SELECTION |
..............................

New York exhibits. Philip Guston at Hauser & Wirth

New York exhibits. Beginning 26 April 2016, Hauser & Wirth will present ‘Philip Guston: Painter, 1957 – 1967’, exploring a pivotal decade in the career of the preeminent 20th century American artist. Featuring 36 paintings and 53 drawings, many on loan from major museums and private collections, the exhibition draws together a compelling body of work that reveals the artist grappling to reconcile gestural and field painting, figuration and abstraction.


Philip Guston. Accord I, 1962. Oil on canvas. 173 x 198.4 cm/ 68 1/8 x 78 1/8 in. Private Collection. Image @ The Estate of Philip Guston. Courtesy Hauser & Wirth

Philip Guston. Accord I, 1962. Oil on canvas. 173 x 198.4 cm/ 68 1/8 x 78 1/8 in. Private Collection. Image @ The Estate of Philip Guston. Courtesy Hauser & Wirth


Calling attention to a series of works that have not yet been fully appreciated for their true significance in the artist’s development, ‘Philip Guston: Painter, 1957 – 1967’ explores a decade in which Guston confronted aesthetic concerns of the New York School, questioning modes of image making and what it means to paint abstractly. In the number and quality of paintings on view from this period, the show parallels Guston’s important 1966 survey at the Jewish Museum in New York, a half century ago. As its title suggests, the exhibition offers an intimate look at Guston’s unique relationship to painting and the process by which his work evolved.


On view through 29 July 2016, ‘Philip Guston: Painter, 1957 – 1967’ has been organized by Paul Schimmel, Partner and Vice President of Hauser & Wirth. The exhibition is accompanied by a comprehensive, fully illustrated catalogue focusing specifically on the period beginning in the late 1950s and spanning a decade until the artist’s return to figuration in the late 1960s.


‘I think a painter has two choices: he paints the world or himself. And I think the best painting that’s done here is when he paints himself, and by himself I mean himself in this environment, in this total situation.’ Philip Guston, 1960.


About the Exhibition:


By the mid-1950s, Philip Guston (1913 – 1980) and his contemporaries Jackson Pollock, Franz Kline, Willem de Kooning, Mark Rothko, Barnett Newman, and Clyfford Still, were among the leading figures of the New York School, standing at the forefront of American avant-garde painting. Guston, whose work was widely exhibited during this period, achieved critical success as an abstract painter, whose work was lauded its luminous, ethereal, and tactile fields of bold gesture and color. At this pinnacle moment, with the artist seemingly at the height of his career, an unexpected shift occurred in Guston’s approach. Dark, ominous forms began to crowd his paintings, coalescing into what would become a new language that consumed his practice over the next ten years.

..............................

AVAILABLE DATA |

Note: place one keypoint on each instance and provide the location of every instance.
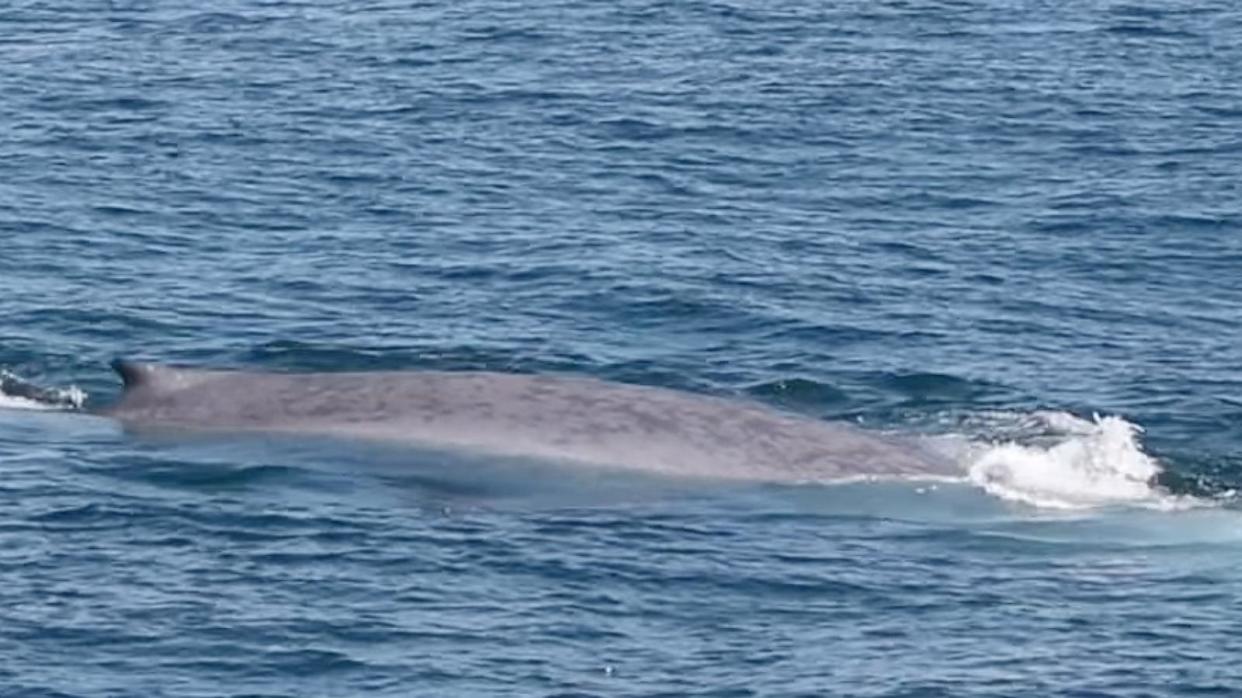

..............................

Continue the text on the Philip Guston exhibition at Hauser & Wirth, picking up after its final sentence.

The exhibition at Hauser & Wirth opens with ‘Fable II’ and ‘Rite’, two small paintings from 1957 that suggest evolution in both Guston’s mood and technique. Disturbing the pictorial field of these canvases, thick, densely clustered black strokes burst through heavily pigmented colorful patches ranging in tone from radiant azure and blazing orange, to fleshy pink and deep forest green. Similarly, a silvery wash of glimmering brushstrokes begins to encroach upon Guston’s lighter forms. Enveloping the background completely in ‘Last Piece’ (1958), the expanses of grey field suggest erasure – an obliteration of the artist’s previous association to pure abstraction.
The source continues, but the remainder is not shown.